_Passage to read_
When --verify-output-dir <path> is set, two artefacts always land in that directory; a third lands on FAIL.

📄 `verify_report.json` (always written)

Machine-readable summary. Contains:

timestamp — UTC ISO 8601 of the verification run
input_file, output_file — basenames of the compared files
mode — "fast" or "full"
rows_checked — number of rows fingerprinted
mismatches — count of integrity violations
duration_seconds
status — "PASS" or "FAIL"

📊 `verify_proof.csv` (always written)

Per-row fingerprint evidence. Columns: date, amount, counterparty, memo, category, flags, _fingerprint_in, _fingerprint_out, _status. Every row gets a line, PASS or FAIL — this is the artefact that shows integrity row by row. The CSV stays small even at 5K rows; at 1M rows it's still a single readable file.

📊 `verify_mismatches.csv` (written when mismatches > 0)

One row per integrity violation. Columns: csv_row, reason (e.g. "fingerprint mismatch", "field mismatch (amount)", "row count mismatch"), fingerprint_in, fingerprint_out, field_diffs (the specific field that drifted with old → new values). Read this first when verification fails — it tells you exactly what was modified.

_Instructions_
1. In the passage on verification output files, what two values can the status field in verify_report.json hold?
2. Continue the passage on verification output files after its final sentence.
The stored data that comes next is separate material, unrelated to the passage on verification output files.

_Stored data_
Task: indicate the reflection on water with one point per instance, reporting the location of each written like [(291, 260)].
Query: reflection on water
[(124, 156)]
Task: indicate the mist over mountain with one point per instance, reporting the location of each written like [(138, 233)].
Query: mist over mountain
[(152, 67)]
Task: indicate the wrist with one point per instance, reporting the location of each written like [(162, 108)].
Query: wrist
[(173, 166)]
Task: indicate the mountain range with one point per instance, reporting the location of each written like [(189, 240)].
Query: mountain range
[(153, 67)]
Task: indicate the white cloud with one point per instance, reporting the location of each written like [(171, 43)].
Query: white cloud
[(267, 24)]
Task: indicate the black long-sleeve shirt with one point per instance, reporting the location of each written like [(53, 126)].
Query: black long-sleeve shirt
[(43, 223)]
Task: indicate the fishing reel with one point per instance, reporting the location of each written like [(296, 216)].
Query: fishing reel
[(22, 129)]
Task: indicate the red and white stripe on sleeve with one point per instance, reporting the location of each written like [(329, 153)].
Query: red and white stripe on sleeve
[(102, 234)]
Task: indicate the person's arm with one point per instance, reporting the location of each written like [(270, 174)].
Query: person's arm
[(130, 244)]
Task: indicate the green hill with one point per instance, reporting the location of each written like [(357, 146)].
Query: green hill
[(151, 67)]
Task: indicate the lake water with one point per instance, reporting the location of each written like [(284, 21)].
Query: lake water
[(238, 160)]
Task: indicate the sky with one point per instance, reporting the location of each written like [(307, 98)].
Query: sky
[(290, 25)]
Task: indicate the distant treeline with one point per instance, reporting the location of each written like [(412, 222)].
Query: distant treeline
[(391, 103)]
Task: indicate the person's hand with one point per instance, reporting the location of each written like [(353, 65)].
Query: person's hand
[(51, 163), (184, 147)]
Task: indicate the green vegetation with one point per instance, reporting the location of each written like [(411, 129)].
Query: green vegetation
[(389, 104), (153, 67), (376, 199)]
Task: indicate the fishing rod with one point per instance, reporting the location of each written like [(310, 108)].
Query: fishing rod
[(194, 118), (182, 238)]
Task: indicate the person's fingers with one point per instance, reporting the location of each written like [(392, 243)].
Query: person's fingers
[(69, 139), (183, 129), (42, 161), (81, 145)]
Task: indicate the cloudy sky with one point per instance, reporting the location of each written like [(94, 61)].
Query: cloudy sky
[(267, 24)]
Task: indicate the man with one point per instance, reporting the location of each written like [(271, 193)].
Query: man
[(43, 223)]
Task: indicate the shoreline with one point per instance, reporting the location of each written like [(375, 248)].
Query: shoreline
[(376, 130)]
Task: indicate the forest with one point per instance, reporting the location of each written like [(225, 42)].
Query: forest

_Exercise responses_
1. "PASS" or "FAIL".

2.
Two-CSV asymmetry note: Verify produces both verify_proof.csv (always — per-row evidence) and verify_mismatches.csv (on FAIL — failure detail). This is deliberate: the proof CSV is the always-on evidence artefact for an auditor; the mismatches CSV is the diagnostic for an engineer. Reconcile only produces one mismatches CSV because there is no equivalent "always-on per-row evidence" output for it.

🚦 Exit Codes

Code	Meaning
`0`	Engine succeeded AND all post-engine checks passed (verify, reconcile).
`1`	Structural error — file not found, permission denied, parse error.
`2`	Validation error — e.g. `--verify-output-dir` without `--verify` or `--verify-full`.
`3`	Post-engine check failure — verification mismatch and/or reconciliation mismatch. CI/CD should treat this as "the engine corrupted the data; do not promote this output downstream."

Exit code 3 was introduced in v0.7.7 alongside --verify. It is now shared with --reconcile (v0.7.8) — if either fails in the same invocation, the run exits with code 3.

🚧 Limitations

Immutable-fields scope. The fingerprint covers date, amount, counterparty. Categorisation fields (category, flags, memo) are deliberately excluded — the engine modifies those, so they will differ between input and output. If you need to verify that memo survived unchanged, the field comparison in --verify-full will catch a mutation, but the fingerprint itself does not include it.
Row-count mismatch is a hard failure. If len(input_rows) != len(output_rows), verification fails with a row-count-mismatch reason. Intentional: the engine should not lose or duplicate rows.
Locale dependency. Verification re-applies the locale flags to normalise input fingerprints. Different locale flags between engine and verify produce false negatives. Keep flags identical end-to-end.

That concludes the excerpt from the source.